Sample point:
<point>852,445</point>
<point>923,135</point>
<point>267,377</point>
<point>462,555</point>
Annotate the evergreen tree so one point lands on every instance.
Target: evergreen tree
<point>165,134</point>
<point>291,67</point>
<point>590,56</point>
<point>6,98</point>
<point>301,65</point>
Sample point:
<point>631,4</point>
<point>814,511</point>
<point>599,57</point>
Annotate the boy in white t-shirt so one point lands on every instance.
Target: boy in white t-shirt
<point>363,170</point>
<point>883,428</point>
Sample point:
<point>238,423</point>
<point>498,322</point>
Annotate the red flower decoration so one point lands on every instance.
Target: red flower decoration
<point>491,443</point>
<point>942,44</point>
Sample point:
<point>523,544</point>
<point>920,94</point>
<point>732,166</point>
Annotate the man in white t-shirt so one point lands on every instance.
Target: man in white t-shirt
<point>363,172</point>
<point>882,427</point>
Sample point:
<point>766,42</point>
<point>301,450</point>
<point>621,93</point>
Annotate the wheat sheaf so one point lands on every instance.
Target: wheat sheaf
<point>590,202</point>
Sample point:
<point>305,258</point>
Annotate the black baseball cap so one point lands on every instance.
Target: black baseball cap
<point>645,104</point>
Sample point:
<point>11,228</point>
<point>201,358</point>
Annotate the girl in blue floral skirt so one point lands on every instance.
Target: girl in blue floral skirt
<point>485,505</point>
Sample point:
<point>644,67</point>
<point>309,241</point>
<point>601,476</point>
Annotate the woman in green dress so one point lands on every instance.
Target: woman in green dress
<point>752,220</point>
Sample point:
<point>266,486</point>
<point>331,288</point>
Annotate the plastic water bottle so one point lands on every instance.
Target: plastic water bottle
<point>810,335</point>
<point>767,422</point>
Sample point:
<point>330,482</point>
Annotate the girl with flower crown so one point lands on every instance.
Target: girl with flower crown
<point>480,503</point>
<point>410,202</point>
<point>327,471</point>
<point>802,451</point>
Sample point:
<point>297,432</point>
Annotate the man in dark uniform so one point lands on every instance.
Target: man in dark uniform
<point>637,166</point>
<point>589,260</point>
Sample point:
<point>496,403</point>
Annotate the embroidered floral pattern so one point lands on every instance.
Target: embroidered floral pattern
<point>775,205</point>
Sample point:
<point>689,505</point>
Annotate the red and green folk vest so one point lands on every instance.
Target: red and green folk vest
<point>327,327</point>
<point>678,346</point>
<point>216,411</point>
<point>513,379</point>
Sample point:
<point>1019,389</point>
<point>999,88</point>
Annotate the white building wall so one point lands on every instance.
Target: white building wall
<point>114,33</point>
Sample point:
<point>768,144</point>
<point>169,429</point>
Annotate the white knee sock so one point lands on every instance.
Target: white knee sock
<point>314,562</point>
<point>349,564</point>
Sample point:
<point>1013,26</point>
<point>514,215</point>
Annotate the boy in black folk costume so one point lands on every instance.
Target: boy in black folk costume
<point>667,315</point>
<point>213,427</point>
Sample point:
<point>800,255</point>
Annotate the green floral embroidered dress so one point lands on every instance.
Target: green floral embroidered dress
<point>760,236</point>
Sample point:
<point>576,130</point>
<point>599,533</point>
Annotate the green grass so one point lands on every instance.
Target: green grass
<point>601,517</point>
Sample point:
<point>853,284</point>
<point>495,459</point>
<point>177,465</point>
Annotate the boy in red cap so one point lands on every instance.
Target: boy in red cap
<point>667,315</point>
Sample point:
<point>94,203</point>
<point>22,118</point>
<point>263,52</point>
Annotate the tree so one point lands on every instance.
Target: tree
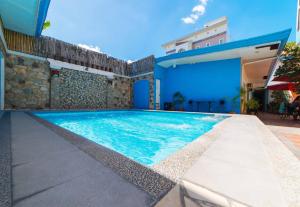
<point>290,67</point>
<point>46,25</point>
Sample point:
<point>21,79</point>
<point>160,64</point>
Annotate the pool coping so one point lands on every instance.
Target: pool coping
<point>157,180</point>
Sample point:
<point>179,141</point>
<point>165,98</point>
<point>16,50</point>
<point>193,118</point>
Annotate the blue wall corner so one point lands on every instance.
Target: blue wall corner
<point>42,14</point>
<point>208,81</point>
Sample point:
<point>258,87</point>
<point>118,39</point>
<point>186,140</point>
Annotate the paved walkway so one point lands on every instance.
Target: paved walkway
<point>287,130</point>
<point>246,166</point>
<point>49,171</point>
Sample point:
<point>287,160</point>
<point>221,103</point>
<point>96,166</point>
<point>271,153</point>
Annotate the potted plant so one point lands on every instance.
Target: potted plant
<point>252,106</point>
<point>178,101</point>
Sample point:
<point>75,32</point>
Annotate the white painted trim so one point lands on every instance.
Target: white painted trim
<point>2,38</point>
<point>2,81</point>
<point>26,55</point>
<point>144,74</point>
<point>257,61</point>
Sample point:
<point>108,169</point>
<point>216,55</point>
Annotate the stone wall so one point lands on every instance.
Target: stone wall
<point>26,83</point>
<point>143,69</point>
<point>74,89</point>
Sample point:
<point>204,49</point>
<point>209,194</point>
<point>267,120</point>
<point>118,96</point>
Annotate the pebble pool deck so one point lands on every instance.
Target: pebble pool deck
<point>52,167</point>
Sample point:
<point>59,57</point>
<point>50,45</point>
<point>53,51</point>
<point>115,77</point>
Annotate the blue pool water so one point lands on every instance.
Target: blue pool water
<point>146,137</point>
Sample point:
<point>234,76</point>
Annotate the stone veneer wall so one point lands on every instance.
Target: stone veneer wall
<point>26,83</point>
<point>144,70</point>
<point>79,90</point>
<point>83,90</point>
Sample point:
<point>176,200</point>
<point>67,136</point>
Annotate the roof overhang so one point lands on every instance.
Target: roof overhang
<point>27,18</point>
<point>248,50</point>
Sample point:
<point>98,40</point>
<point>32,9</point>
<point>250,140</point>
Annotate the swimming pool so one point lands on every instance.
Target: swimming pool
<point>144,136</point>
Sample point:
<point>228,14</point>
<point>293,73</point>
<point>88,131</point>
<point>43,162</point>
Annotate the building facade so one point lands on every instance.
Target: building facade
<point>213,33</point>
<point>298,23</point>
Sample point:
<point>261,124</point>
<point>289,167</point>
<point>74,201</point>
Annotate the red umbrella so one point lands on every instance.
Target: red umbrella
<point>283,87</point>
<point>282,79</point>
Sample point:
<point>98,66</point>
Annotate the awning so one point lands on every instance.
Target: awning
<point>22,16</point>
<point>283,87</point>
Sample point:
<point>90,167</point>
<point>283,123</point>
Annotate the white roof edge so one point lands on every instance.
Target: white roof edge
<point>193,33</point>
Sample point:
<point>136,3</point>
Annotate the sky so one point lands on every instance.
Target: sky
<point>133,29</point>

TASK DESCRIPTION »
Reproduce all the entries that precede this task, word for word, minus any pictures.

WRITTEN REPLY »
Sample point:
<point>852,445</point>
<point>923,135</point>
<point>267,377</point>
<point>462,555</point>
Annotate the evergreen tree so one point lands on every instance.
Target: evergreen tree
<point>165,134</point>
<point>291,67</point>
<point>590,56</point>
<point>6,98</point>
<point>301,65</point>
Sample point:
<point>631,4</point>
<point>814,511</point>
<point>599,57</point>
Annotate the boy in white t-shirt so one point lands on every instance.
Target: boy in white t-shirt
<point>363,170</point>
<point>883,428</point>
Sample point:
<point>238,423</point>
<point>498,322</point>
Annotate the red flower decoration so one point lands on every instance.
Target: red flower decoration
<point>491,443</point>
<point>942,44</point>
Sample point:
<point>523,544</point>
<point>920,94</point>
<point>732,166</point>
Annotate the man in white t-shirt so one point lands on every instance.
Target: man in white t-shirt
<point>363,172</point>
<point>882,427</point>
Sample point:
<point>766,42</point>
<point>301,450</point>
<point>621,93</point>
Annotate the wheat sheaf so one point lands on every instance.
Target: wheat sheaf
<point>590,202</point>
Sample point:
<point>305,258</point>
Annotate the black baseball cap so one point lands on every instance.
Target: black baseball cap
<point>645,104</point>
Sample point:
<point>11,228</point>
<point>201,358</point>
Annotate the girl in blue floral skirt so one point lands on every instance.
Target: girl in blue floral skirt
<point>485,505</point>
Sample point:
<point>644,67</point>
<point>309,241</point>
<point>601,476</point>
Annotate the woman in green dress so one point lands on every instance.
Target: woman in green dress
<point>752,220</point>
Sample point:
<point>266,486</point>
<point>331,288</point>
Annotate the plastic water bottle so one point lands on every instance.
Target: plastic water bottle
<point>810,335</point>
<point>767,422</point>
Sample point:
<point>330,482</point>
Annotate the girl with flower crown so one point lands on every instance.
Target: girl with flower crown
<point>480,503</point>
<point>410,202</point>
<point>327,471</point>
<point>802,451</point>
Sample point:
<point>297,432</point>
Annotate the man in dark uniform so one point lands on every instance.
Target: man in dark uniform
<point>637,166</point>
<point>589,260</point>
Sample point:
<point>496,403</point>
Annotate the embroidered floral pattern so one point lands on every instance.
Target: embroidered floral pattern
<point>775,205</point>
Sample point:
<point>689,505</point>
Annotate the red and green folk vest so one point lands on every instance.
Target: red and green folk vest
<point>327,327</point>
<point>678,346</point>
<point>216,411</point>
<point>513,379</point>
Sample point:
<point>1019,389</point>
<point>999,88</point>
Annotate the white building wall so one point lands on every instance.
Target: white building wall
<point>114,33</point>
Sample point:
<point>768,144</point>
<point>169,429</point>
Annotate the white knee sock so one point lands on every instance.
Target: white knee sock
<point>314,562</point>
<point>349,564</point>
Sample point:
<point>1013,26</point>
<point>514,215</point>
Annotate the boy in black folk costume so one point lands on every instance.
Target: boy in black folk costume
<point>667,315</point>
<point>213,427</point>
Sample point:
<point>800,255</point>
Annotate the green floral embroidered dress so one point lands on every instance.
Target: green floral embroidered dress
<point>760,236</point>
Sample point:
<point>576,130</point>
<point>599,533</point>
Annotate the green grass so one point lands on every instance.
Target: green grass
<point>601,517</point>
Sample point:
<point>853,284</point>
<point>495,459</point>
<point>177,465</point>
Annotate the boy in red cap so one point lands on every instance.
Target: boy in red cap
<point>667,315</point>
Sample point:
<point>94,203</point>
<point>22,118</point>
<point>263,52</point>
Annotate the tree so one point lands on every instance.
Target: tree
<point>290,67</point>
<point>46,25</point>
Sample point:
<point>21,79</point>
<point>160,64</point>
Annotate the pool coping so one point lands on every instance.
Target: pool coping
<point>157,180</point>
Sample point:
<point>179,141</point>
<point>165,98</point>
<point>16,50</point>
<point>193,118</point>
Annotate the blue wall corner so one point lands on every instance.
Target: blue wall corner
<point>42,14</point>
<point>208,81</point>
Sample point:
<point>258,87</point>
<point>118,39</point>
<point>186,140</point>
Annotate the paved walkway so one point lands on every instance.
Target: paved walkway
<point>287,130</point>
<point>246,166</point>
<point>49,171</point>
Sample point:
<point>287,160</point>
<point>221,103</point>
<point>96,166</point>
<point>271,153</point>
Annotate the potted plant so one point lands on every instance.
Target: potted plant
<point>252,106</point>
<point>178,101</point>
Sample point:
<point>75,32</point>
Annotate the white painted trim so one point lands on every instance.
Target: white painted trim
<point>2,38</point>
<point>2,81</point>
<point>26,55</point>
<point>144,74</point>
<point>257,61</point>
Sample point:
<point>108,169</point>
<point>216,55</point>
Annotate the stone wall so one point lands on every instance.
Target: stone wall
<point>26,83</point>
<point>143,69</point>
<point>74,89</point>
Sample point:
<point>204,49</point>
<point>209,194</point>
<point>267,120</point>
<point>118,96</point>
Annotate the pebble pool deck so one point lands on every instance.
Target: pebble pool deck
<point>52,167</point>
Sample point:
<point>59,57</point>
<point>50,45</point>
<point>53,51</point>
<point>115,77</point>
Annotate the blue pool water so one point lands on every instance.
Target: blue pool water
<point>146,137</point>
Sample point:
<point>234,76</point>
Annotate the stone veneer wall so one point lands on every instance.
Target: stone veneer wall
<point>26,83</point>
<point>144,70</point>
<point>79,90</point>
<point>83,90</point>
Sample point:
<point>176,200</point>
<point>67,136</point>
Annotate the roof overhang so one point lands on every instance.
Target: roof overhang
<point>27,18</point>
<point>248,50</point>
Sample point:
<point>98,40</point>
<point>32,9</point>
<point>250,140</point>
Annotate the swimming pool so one point lands on every instance.
Target: swimming pool
<point>144,136</point>
Sample point:
<point>228,14</point>
<point>293,73</point>
<point>88,131</point>
<point>43,162</point>
Annotate the building facade so one point lands on every instance.
Target: building facade
<point>213,33</point>
<point>298,23</point>
Sample point:
<point>261,124</point>
<point>289,167</point>
<point>74,201</point>
Annotate the red umbrella so one point lands on every instance.
Target: red umbrella
<point>283,87</point>
<point>282,79</point>
Sample point:
<point>98,66</point>
Annotate the awning so one point lands on every instance.
Target: awning
<point>22,16</point>
<point>283,87</point>
Sample point:
<point>90,167</point>
<point>283,123</point>
Annotate the white roof edge so one point lands on every instance.
Target: white roof edge
<point>193,33</point>
Sample point:
<point>136,3</point>
Annotate the sky so one point lands on every instance.
Target: sky
<point>133,29</point>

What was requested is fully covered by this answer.